DESCRIPTION OF THE TASK:
Please write out only the lines from the one containing "pink fleece hoodie" through the last line of the listing. Do not include pictures.

Segment Start: RECORDS PROVIDED

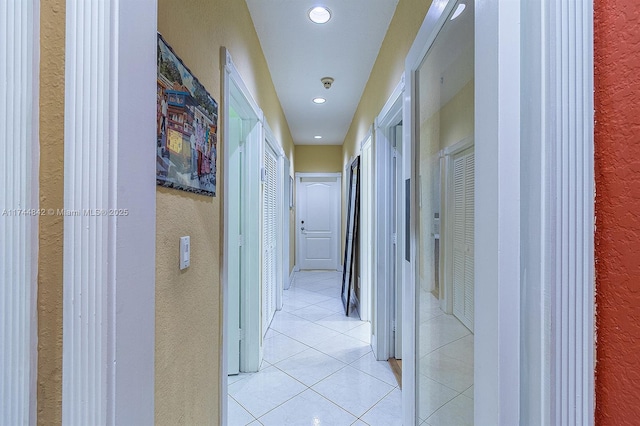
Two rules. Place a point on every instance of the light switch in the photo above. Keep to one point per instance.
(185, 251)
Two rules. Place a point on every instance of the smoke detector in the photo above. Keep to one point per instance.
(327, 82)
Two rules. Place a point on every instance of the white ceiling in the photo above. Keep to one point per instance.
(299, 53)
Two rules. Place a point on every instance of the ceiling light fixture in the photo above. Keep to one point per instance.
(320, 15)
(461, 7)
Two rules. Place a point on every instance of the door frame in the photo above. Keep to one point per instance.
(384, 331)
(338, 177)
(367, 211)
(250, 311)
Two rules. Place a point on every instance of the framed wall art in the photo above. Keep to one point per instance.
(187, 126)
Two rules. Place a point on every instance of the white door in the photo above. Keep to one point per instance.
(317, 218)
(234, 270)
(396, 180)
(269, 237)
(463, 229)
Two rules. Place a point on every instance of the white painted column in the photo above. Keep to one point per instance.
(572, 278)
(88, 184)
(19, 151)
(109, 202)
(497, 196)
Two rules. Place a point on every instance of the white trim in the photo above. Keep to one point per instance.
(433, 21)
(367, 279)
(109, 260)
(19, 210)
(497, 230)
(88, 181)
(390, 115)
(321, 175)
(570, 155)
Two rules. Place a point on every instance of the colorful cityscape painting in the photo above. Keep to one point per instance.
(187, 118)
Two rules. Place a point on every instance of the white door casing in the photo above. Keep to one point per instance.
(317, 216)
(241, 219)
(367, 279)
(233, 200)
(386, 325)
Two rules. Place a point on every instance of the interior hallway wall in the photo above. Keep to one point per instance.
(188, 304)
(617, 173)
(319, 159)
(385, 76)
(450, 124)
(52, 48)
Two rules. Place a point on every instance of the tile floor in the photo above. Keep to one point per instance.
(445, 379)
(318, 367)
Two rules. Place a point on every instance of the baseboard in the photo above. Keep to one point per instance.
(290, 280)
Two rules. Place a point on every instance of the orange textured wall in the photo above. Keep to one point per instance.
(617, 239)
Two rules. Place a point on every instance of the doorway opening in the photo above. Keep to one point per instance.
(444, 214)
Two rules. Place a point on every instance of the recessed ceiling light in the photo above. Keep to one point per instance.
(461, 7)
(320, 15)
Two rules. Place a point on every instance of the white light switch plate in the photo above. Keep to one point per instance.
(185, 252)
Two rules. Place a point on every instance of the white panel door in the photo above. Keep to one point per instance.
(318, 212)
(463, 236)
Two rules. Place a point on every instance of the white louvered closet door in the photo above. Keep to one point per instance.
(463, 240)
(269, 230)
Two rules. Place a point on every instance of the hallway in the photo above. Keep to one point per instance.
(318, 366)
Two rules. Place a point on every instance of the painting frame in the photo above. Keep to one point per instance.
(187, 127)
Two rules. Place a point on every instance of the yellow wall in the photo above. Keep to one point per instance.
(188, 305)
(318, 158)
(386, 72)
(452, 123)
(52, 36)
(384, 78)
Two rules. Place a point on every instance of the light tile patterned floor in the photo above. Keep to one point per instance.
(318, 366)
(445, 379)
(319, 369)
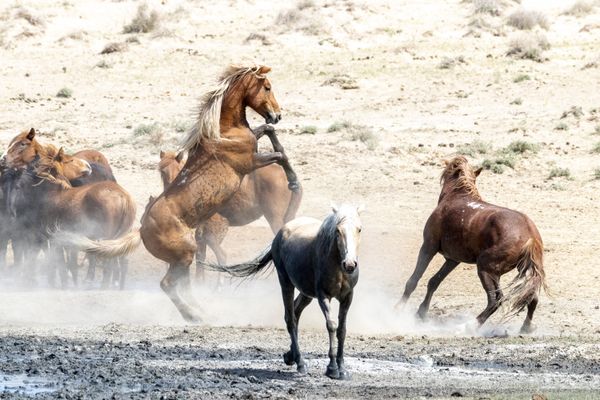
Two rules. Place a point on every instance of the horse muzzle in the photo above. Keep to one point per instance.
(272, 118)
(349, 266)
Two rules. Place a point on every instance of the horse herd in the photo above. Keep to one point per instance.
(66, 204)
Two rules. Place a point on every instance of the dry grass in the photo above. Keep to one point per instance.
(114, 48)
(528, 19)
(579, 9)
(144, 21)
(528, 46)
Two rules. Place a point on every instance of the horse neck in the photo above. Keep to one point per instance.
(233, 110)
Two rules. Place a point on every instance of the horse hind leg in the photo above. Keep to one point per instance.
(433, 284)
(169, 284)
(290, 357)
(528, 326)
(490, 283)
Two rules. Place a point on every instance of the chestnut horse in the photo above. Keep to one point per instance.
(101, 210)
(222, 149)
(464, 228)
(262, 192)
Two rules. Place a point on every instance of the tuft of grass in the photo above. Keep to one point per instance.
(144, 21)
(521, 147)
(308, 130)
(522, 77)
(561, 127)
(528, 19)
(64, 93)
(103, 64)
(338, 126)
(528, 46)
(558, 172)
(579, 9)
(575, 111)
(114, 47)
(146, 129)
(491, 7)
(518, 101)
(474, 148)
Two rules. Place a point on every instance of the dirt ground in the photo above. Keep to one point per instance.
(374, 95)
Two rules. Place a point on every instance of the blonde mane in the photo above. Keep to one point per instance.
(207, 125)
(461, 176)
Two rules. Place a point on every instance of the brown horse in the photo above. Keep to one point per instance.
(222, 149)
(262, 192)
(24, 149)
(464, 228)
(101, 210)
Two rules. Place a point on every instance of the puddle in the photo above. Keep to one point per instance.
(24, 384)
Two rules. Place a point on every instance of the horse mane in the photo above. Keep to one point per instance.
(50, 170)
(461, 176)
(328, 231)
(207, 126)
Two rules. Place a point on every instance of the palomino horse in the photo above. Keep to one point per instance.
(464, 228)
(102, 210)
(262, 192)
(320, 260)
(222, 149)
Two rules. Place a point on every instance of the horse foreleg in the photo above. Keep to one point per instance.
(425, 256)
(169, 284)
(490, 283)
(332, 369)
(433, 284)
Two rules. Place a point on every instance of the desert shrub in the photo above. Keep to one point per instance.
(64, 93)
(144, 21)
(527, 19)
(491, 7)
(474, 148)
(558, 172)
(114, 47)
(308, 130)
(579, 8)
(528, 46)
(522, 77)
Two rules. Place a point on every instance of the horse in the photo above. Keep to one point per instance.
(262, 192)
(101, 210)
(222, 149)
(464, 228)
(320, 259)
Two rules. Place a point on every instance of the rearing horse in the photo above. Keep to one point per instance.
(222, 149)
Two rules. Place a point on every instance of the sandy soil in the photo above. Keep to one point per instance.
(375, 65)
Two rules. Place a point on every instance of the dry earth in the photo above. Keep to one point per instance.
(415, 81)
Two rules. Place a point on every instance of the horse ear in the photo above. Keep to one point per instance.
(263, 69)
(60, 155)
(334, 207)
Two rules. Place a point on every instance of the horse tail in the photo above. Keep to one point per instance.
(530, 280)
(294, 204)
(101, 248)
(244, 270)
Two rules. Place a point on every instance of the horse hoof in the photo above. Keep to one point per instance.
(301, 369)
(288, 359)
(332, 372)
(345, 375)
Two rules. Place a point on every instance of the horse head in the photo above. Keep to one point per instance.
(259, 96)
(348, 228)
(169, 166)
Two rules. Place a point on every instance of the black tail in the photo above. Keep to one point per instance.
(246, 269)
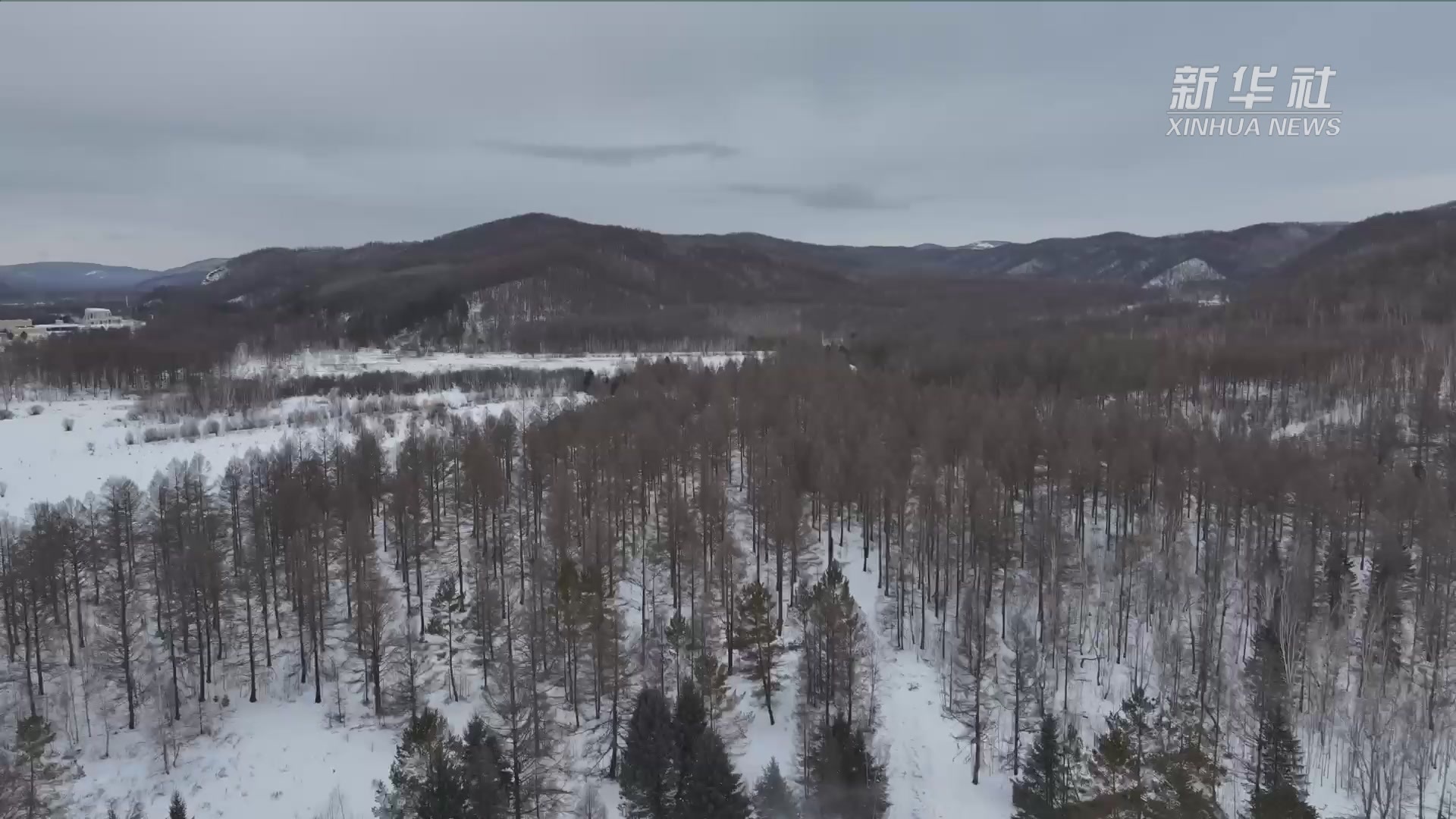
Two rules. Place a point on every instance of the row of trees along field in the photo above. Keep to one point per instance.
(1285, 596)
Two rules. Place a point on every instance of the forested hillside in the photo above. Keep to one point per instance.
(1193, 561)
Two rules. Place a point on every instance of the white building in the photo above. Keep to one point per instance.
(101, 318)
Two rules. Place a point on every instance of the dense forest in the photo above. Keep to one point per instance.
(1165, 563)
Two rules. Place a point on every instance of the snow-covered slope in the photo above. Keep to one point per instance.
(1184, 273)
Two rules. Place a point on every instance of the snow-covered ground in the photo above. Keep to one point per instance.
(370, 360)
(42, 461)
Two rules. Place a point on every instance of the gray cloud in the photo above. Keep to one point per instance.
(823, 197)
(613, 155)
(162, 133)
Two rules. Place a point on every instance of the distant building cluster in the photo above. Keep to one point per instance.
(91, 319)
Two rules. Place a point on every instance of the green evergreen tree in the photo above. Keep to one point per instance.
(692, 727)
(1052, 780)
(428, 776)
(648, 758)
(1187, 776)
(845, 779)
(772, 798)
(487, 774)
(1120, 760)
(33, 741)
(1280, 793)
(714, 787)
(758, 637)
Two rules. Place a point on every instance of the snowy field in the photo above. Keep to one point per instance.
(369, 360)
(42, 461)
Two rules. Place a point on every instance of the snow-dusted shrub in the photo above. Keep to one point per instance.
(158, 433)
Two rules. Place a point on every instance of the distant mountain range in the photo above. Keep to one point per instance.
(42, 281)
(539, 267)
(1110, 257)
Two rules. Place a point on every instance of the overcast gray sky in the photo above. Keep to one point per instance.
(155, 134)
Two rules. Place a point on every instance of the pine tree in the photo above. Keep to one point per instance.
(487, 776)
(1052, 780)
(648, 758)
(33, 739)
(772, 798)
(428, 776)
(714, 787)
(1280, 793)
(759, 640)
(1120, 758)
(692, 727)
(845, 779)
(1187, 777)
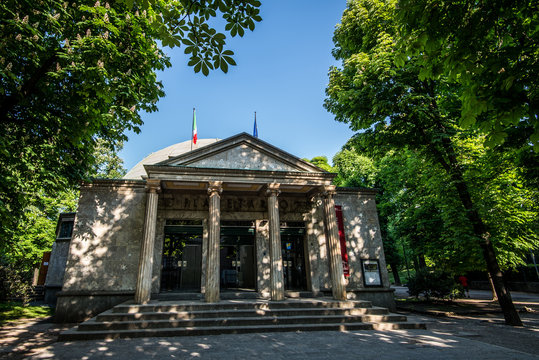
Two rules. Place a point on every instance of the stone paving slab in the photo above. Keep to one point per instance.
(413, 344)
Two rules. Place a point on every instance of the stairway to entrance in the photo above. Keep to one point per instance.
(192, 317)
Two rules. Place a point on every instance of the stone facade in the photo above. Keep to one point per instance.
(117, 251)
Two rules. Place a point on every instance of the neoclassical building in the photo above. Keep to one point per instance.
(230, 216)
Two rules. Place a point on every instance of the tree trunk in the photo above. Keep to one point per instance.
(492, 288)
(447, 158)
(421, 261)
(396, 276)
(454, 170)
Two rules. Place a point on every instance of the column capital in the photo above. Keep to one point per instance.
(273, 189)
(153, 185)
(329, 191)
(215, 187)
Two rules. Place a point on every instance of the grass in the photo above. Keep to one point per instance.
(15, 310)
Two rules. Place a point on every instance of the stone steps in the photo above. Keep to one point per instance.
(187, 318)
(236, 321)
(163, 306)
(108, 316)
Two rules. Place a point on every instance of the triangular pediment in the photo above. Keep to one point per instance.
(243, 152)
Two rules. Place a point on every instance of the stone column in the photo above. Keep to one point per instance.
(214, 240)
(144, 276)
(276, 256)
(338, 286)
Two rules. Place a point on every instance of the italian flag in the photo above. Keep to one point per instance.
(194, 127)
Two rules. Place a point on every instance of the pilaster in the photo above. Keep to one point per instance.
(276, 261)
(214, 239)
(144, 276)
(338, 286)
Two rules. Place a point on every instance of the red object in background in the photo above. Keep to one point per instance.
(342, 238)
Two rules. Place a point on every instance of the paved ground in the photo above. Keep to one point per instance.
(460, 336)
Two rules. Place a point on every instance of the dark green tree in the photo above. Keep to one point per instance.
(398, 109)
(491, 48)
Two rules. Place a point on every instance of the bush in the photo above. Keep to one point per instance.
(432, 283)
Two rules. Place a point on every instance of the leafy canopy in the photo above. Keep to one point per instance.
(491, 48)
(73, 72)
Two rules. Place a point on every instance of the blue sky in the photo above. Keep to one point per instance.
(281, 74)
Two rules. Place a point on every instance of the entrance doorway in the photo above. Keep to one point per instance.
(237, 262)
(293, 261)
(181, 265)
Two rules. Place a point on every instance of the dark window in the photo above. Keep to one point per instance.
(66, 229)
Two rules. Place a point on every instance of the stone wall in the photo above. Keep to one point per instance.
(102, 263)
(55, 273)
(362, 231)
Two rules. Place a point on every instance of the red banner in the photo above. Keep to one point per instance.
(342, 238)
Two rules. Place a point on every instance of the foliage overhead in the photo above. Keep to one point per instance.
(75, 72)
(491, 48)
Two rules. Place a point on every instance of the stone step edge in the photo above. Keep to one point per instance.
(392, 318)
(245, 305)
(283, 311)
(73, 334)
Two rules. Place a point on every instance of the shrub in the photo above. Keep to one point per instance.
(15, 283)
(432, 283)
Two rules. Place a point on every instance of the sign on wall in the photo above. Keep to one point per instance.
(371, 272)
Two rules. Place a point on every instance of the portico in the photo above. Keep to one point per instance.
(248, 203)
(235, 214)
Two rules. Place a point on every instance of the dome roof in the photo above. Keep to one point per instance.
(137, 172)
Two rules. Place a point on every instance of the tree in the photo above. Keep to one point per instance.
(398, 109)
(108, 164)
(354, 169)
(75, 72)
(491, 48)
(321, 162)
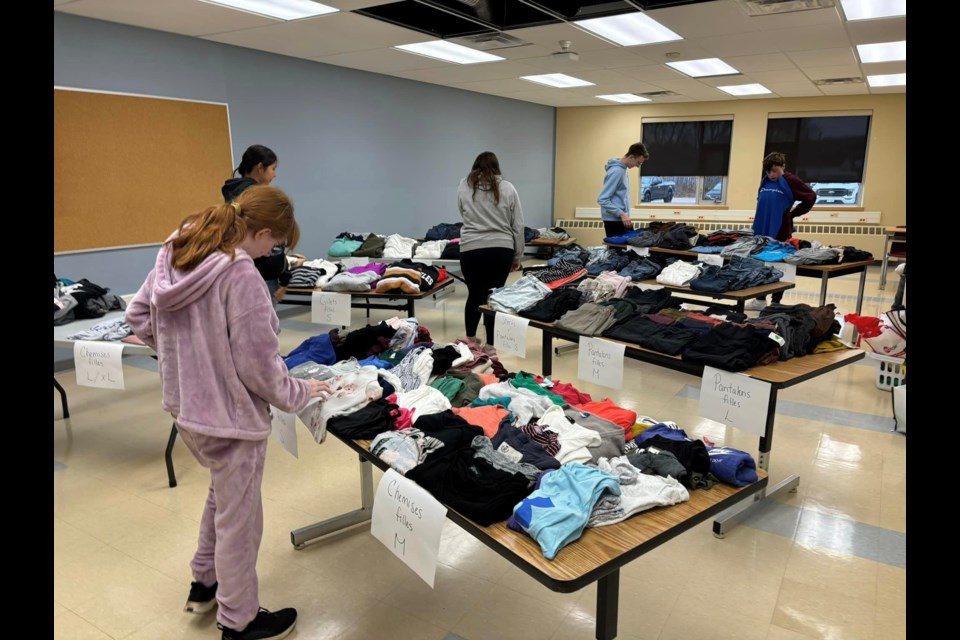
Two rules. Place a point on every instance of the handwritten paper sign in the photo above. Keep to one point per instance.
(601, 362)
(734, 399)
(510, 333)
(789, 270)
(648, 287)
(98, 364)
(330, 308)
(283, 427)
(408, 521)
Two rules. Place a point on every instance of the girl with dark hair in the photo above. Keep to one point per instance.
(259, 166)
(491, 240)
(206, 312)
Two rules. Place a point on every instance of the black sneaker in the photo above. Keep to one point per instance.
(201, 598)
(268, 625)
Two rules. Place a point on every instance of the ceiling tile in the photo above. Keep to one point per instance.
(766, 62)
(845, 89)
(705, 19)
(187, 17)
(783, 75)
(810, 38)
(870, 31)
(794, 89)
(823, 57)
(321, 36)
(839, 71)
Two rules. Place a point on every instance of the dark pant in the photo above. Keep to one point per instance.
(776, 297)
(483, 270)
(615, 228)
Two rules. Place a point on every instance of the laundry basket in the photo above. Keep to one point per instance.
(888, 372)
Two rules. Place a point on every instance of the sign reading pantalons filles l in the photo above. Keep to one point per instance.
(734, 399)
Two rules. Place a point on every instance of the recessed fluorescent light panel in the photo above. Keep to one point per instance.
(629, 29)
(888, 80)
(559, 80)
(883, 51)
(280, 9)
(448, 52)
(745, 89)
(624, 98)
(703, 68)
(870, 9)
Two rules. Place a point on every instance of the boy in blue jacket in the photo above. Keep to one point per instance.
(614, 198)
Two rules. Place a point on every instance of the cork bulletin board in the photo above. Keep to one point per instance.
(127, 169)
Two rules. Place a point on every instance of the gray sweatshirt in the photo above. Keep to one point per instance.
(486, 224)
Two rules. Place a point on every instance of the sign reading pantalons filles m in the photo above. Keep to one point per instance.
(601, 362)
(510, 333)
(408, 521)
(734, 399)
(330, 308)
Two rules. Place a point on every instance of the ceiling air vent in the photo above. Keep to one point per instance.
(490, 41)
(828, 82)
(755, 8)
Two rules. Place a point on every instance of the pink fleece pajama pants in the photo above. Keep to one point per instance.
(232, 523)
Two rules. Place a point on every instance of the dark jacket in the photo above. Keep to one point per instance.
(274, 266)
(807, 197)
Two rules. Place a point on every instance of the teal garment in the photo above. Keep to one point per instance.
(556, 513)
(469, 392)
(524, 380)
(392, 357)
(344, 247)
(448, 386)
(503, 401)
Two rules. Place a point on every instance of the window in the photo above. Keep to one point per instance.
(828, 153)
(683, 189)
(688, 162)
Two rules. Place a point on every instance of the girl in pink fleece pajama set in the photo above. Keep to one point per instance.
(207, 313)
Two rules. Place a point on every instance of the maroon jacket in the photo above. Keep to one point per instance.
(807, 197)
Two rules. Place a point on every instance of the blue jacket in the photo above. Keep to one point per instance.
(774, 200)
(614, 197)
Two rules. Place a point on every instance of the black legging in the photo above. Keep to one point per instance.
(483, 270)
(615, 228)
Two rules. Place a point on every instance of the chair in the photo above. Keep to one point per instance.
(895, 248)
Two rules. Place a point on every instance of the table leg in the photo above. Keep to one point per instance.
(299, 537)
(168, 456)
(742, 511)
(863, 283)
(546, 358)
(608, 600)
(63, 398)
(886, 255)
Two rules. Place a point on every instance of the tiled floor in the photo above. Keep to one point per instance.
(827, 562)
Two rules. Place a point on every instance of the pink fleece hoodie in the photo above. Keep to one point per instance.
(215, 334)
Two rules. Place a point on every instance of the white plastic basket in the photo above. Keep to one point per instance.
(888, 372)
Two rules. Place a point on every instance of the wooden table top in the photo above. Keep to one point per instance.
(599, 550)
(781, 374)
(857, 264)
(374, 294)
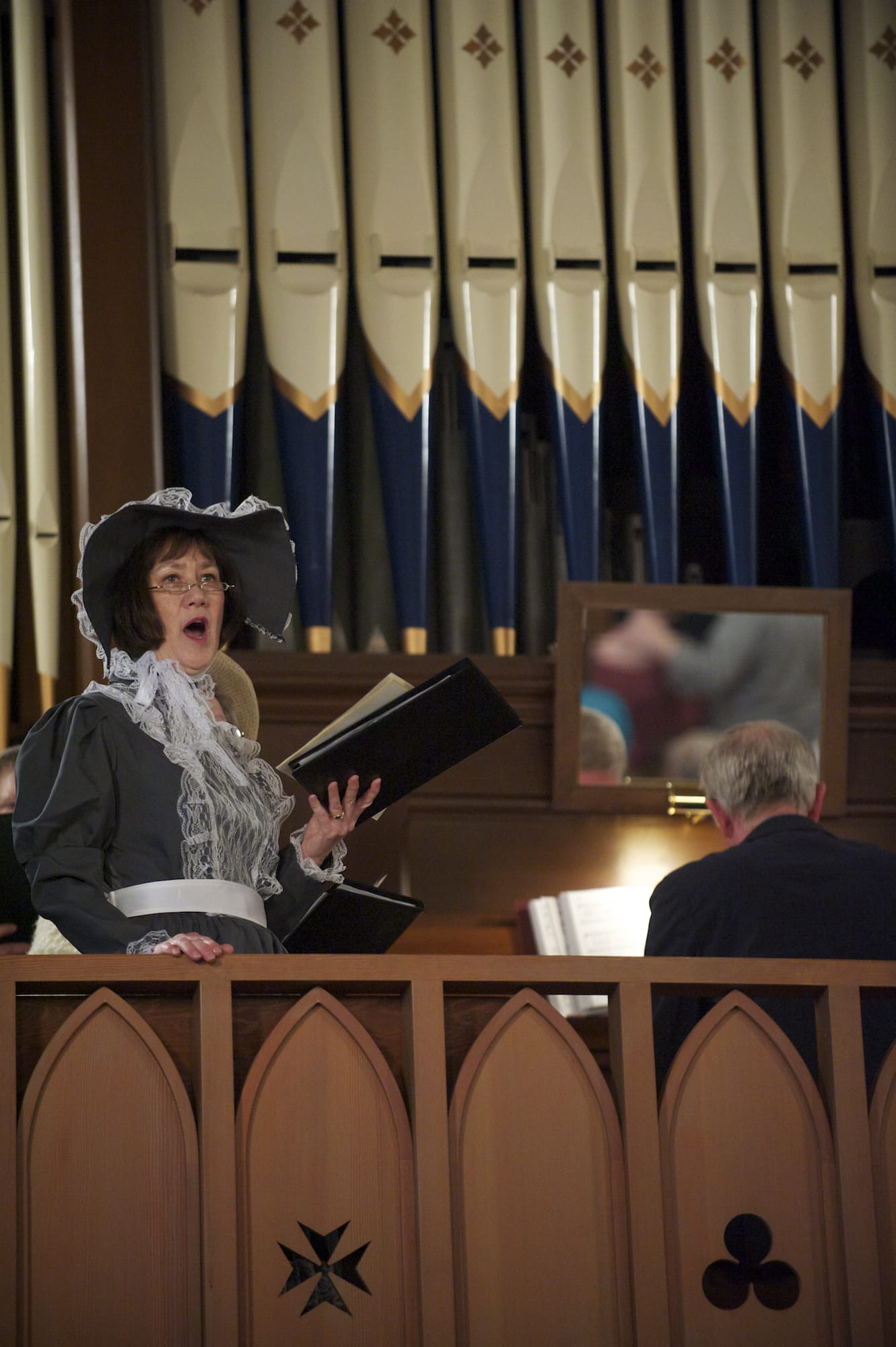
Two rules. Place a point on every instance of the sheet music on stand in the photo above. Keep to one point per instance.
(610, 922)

Segment End: RECORDS PROVIDED

REPLY TO THE TASK:
Two rules. Place a point on every instance of the pink fleece hoodie in the photo above. Keep to one point per instance.
(215, 334)
Two rules. Place a point on every instance of the white plastic basket in the photo above. Keep to one point per instance.
(888, 372)
Two rules. Place a point on every instance of the wooden table top in the photo above. Keep to one point per instance.
(599, 550)
(781, 374)
(857, 264)
(374, 294)
Two rules. Place a point on every instance of the sheet music on stand in the photo above. Keep to one point per instance.
(610, 922)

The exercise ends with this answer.